==== EXERCISE INPUT
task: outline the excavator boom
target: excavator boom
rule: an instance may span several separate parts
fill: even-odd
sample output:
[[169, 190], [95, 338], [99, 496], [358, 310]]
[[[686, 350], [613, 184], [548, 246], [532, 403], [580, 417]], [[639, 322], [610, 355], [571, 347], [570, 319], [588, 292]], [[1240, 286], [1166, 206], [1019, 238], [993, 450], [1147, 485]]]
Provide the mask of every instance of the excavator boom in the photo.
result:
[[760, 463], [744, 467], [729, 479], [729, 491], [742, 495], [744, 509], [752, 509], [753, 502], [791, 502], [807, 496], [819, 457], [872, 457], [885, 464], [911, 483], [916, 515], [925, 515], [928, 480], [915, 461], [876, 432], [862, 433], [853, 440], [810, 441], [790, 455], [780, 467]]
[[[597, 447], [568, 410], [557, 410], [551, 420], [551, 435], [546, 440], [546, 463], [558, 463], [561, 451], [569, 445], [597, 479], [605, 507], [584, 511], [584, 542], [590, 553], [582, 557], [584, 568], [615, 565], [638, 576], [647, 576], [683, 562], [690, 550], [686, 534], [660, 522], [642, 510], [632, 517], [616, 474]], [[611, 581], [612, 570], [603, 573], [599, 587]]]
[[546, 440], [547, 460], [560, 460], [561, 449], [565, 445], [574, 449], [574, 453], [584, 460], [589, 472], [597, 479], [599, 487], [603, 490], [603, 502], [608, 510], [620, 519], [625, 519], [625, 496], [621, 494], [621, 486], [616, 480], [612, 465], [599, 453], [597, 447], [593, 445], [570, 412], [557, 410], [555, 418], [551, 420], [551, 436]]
========
# [THE EXERCISE]
Copy every one of the records above, line for line, without changing a single character.

# [EXERCISE RESPONSE]
task: outline the excavator boom
target: excavator boom
rule: an instance may span several separate parts
fill: even-odd
sample output:
[[169, 190], [95, 338], [99, 496], [358, 310]]
[[[686, 350], [613, 184], [548, 246], [532, 403], [580, 417]], [[639, 322], [610, 355], [571, 347], [570, 319], [588, 292]], [[1240, 286], [1166, 206], [1019, 238], [993, 450], [1147, 485]]]
Provide the mask of every instance of the excavator boom in the photo.
result:
[[760, 463], [744, 467], [729, 479], [729, 491], [742, 495], [744, 509], [752, 509], [753, 502], [791, 502], [807, 496], [819, 457], [872, 457], [885, 464], [911, 483], [916, 515], [925, 515], [928, 480], [915, 461], [876, 432], [862, 433], [853, 440], [810, 441], [790, 455], [780, 467]]
[[[597, 447], [568, 410], [557, 410], [551, 420], [551, 435], [546, 440], [546, 463], [558, 463], [561, 451], [569, 445], [597, 479], [605, 507], [584, 511], [584, 542], [590, 553], [582, 557], [584, 568], [615, 565], [638, 576], [647, 576], [683, 562], [690, 550], [686, 534], [660, 522], [642, 510], [632, 517], [616, 474]], [[611, 581], [612, 570], [603, 573], [599, 587]]]
[[546, 440], [547, 460], [560, 460], [561, 449], [565, 445], [574, 449], [574, 453], [584, 460], [589, 472], [597, 479], [599, 487], [603, 490], [603, 502], [608, 510], [620, 519], [625, 519], [625, 496], [621, 494], [621, 486], [616, 480], [612, 465], [599, 453], [597, 447], [593, 445], [570, 412], [557, 410], [555, 418], [551, 420], [551, 436]]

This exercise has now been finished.